* What this task involves
Would you quote every entry exactly, dropping only the pictures?

Dataset entries:

═══

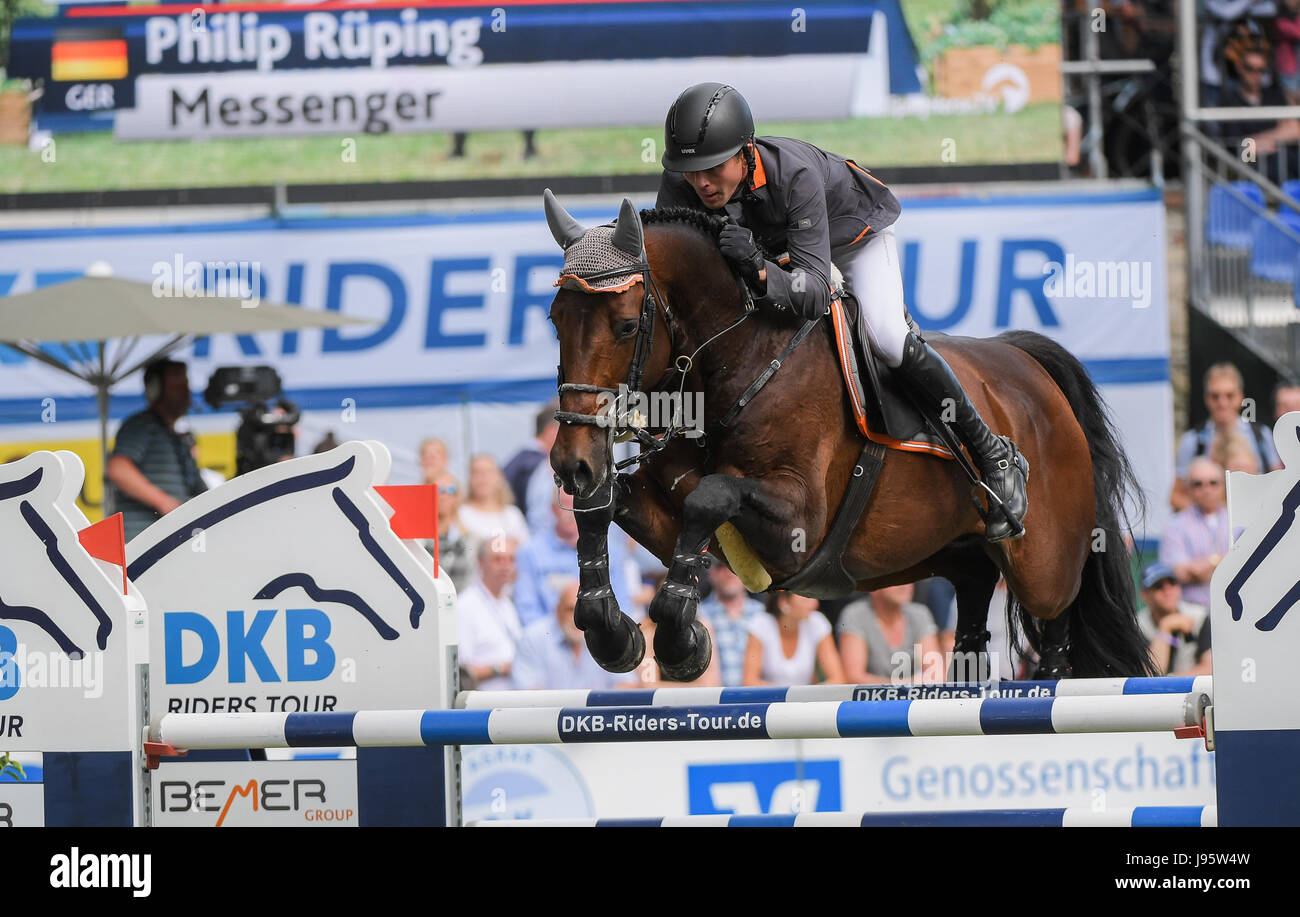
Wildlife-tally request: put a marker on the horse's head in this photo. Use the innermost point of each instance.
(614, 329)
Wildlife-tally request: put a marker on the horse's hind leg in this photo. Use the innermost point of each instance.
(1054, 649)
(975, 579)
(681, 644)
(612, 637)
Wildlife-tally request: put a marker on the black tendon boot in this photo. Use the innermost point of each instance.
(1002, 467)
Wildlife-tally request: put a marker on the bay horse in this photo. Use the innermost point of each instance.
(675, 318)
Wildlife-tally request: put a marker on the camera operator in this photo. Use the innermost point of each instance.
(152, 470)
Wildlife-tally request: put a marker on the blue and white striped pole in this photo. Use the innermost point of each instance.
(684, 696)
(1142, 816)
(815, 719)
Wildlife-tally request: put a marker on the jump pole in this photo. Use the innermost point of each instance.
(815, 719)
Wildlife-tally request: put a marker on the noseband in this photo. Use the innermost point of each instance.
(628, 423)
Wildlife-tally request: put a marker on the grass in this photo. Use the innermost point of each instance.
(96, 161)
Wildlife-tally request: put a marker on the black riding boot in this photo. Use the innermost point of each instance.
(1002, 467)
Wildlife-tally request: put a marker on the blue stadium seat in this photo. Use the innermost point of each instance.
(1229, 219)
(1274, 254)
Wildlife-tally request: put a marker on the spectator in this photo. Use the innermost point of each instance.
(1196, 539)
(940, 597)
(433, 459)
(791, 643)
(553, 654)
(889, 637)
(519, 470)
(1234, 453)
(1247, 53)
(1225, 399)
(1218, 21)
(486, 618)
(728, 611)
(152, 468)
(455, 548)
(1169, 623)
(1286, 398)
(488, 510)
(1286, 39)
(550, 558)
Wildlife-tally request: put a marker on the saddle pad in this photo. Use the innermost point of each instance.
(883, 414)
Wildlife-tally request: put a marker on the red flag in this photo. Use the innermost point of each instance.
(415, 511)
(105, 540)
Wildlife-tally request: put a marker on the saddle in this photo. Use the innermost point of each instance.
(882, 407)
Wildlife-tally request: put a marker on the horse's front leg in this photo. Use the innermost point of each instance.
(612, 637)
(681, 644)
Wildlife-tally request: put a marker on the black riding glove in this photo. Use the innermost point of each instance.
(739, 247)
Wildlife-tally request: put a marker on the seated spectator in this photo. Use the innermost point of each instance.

═══

* Output
Wildlife-tally request: put a marker on the horse's head in this photo. Use the innermost point of each instance.
(614, 329)
Wildlife-tally request: put a marker on the horse's hind leg in this photo. Use the innermost point of each instance.
(1054, 649)
(975, 579)
(681, 644)
(612, 637)
Wildlife-tally request: put a marker on the black tendon boot in this photo. Use the innermost point of each instance.
(1002, 467)
Wildlife-tally request: put a marker on the bay horse in this photo. Use the innermost point of each instance.
(675, 318)
Wildlife-tally request: put a marker on the camera operator in this photo. Use the innermost point of each instance.
(152, 470)
Wildlife-tally request: put a marker on the blue and white striped pole in this photo. Use the innermost point of each instance.
(684, 696)
(1142, 816)
(815, 719)
Wildlife-tally request: put a marker on the jump pole in this photo. Use the innermost point of each instance.
(815, 719)
Wildlife-tally request: put a marker on the noseband in this photo. Use the innermost point of each instance.
(628, 423)
Wildlife-tally request: put a marker on the grass in this photo. Use the innermost point of each instance.
(96, 161)
Wildlife-tally request: put a marker on the black riding boot in this photo. Use the innermost point of each instance.
(1002, 467)
Wildlife-tally request: put a marker on the blue stadium seat in this photo. Use the innermost point of each instance.
(1229, 219)
(1274, 254)
Wildlife-tally request: put a marker on the spectator in this photo. Use the innermost point of each instance.
(1196, 539)
(940, 597)
(433, 459)
(791, 643)
(553, 654)
(889, 637)
(519, 470)
(1234, 453)
(1247, 53)
(1225, 399)
(1218, 21)
(486, 618)
(728, 611)
(152, 468)
(455, 548)
(1169, 623)
(1286, 398)
(488, 510)
(1286, 39)
(550, 558)
Wildlife-tally request: put a marker on the saddle pad in this photo. Use the innermost point of each instance.
(883, 414)
Wildlife-tally request: put a marker on the red flag in this photo. Use the innermost point of each instance.
(415, 511)
(105, 540)
Wildlife-tally request: put a marker on the saddle in this photo. Use the innermost point of each instance.
(882, 407)
Wildlife-tally request: put a marker on the horse's front leg in this photo. Use the innermost point of each instance.
(612, 637)
(681, 644)
Wildlife-tally request: put a marker on the black riding glove in this photo. Use the innermost point of each instance.
(739, 247)
Wildlife-tally request: put a marker on the seated spectator in this photo. Use the innermost point of each instance.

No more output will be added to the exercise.